FIGURE 1. ISG15-mediated protein ISGylation. ISG15 is produced as a 17-kDa precursor with two ubiquitin-like domains in response to diverse stimuli, including interferons (IFNs), tumor necrosis factor α (TNFα), lipopolysaccharides, and several pathogens. Intracellular ISG15 exists either as a free protein or conjugated to de novo synthesized proteins through ISGylation. This post-translational process can be reversed by the action of ubiquitin specific peptidase 18 (USP18), a protease that also regulates IFN-mediated signaling. Free intracellular ISG15 can be secreted to act as a cytokine, causing the release of IFNγ and interleukin 10 (IL-10). Extracellular ISG15 can form dimers and multimers that modulate cytokine levels. Some illustrations were created using BioRender.com.
Intracellular ISG15 and ISGylation have been extensively studied in the context of viral and bacterial infections. In this context, they generally play a protective role, either directly, by counteracting pathogen activities such as cell entry, nucleic acid trafficking, viral replication and integration, and cell release, or indirectly, by regulating immune-cell IFN production (Kunzi and Pitha, 1996; Yuan and Krug, 2001; Lenschow et al., 2007; Guerra et al., 2008; Hsiang et al., 2009; Villarroya-Beltri et al., 2017). Surprisingly, humans with ISG15 deficiency do not show increased susceptibility to viral infection, possibly due to concomitant reduction of USP18 expression and USP18-dependent negative regulation of IFN-dependent signaling (Speer et al., 2016). Higher expression of ISG15 was found in female than in male HIV-1-infected patients (Chang et al., 2013), however we are unaware of any work reporting gender-dependent differences in ISG15 expression in basal conditions.
Extracellular ISG15 binds to surface receptors such as leukocyte-function associated antigen-1 on various cell types (neutrophils, monocytes, T lymphocytes, NK cells, dendritic cells, and peripheral blood mononuclear cells (PBMCs)), where it triggers the release of interleukins, including IFNγ (Dos Santos and Mansur, 2017; Ostvik et al., 2020) (Figure 1). Interestingly, individuals deficient for secreted, extracellular ISG15 are more susceptible to mycobacterial infection as a result of defective immune responses caused by reduced immune-cell IFN production (Bogunovic et al., 2012).
ISGylation also regulates key cellular processes involved in stress responses, such as proteasomal degradation of misfolded proteins, modulation of autophagy-dependent and lysosome-dependent degradation, downregulation of protein translation, inhibition of exosome secretion, attenuation of hypoxia, and modulation of cytoskeletal dynamics (Villarroya-Beltri et al., 2017; Dzimianski et al., 2019; Sandy et al., 2020) Due to these broad functions, it is unsurprising that ISG15 plays an important role in age-related diseases, including cancer (Zhang and Zhang, 2011), hypertension (Gonzalez-Amor et al., 2022), diabetes (Sun et al., 2019), and obesity (Wei et al., 2021; Yan et al., 2021) (see below).

→ **What you should do**
According to the passage on ISG15, which protease reverses ISGylation? The material that follows is taken from a separate source.

→ **Information given**
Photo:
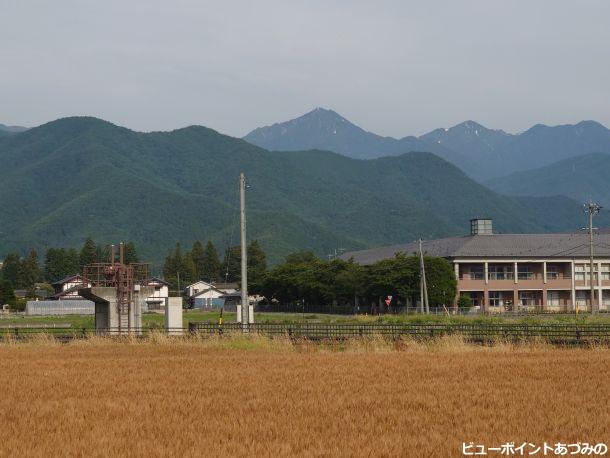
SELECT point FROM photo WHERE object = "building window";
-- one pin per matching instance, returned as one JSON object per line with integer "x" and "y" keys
{"x": 552, "y": 272}
{"x": 500, "y": 272}
{"x": 477, "y": 272}
{"x": 582, "y": 297}
{"x": 526, "y": 297}
{"x": 525, "y": 272}
{"x": 475, "y": 298}
{"x": 497, "y": 299}
{"x": 552, "y": 298}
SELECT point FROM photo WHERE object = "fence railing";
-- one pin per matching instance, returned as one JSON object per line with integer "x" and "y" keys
{"x": 471, "y": 331}
{"x": 69, "y": 333}
{"x": 559, "y": 333}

→ **Answer section**
Ubiquitin specific peptidase 18 (USP18).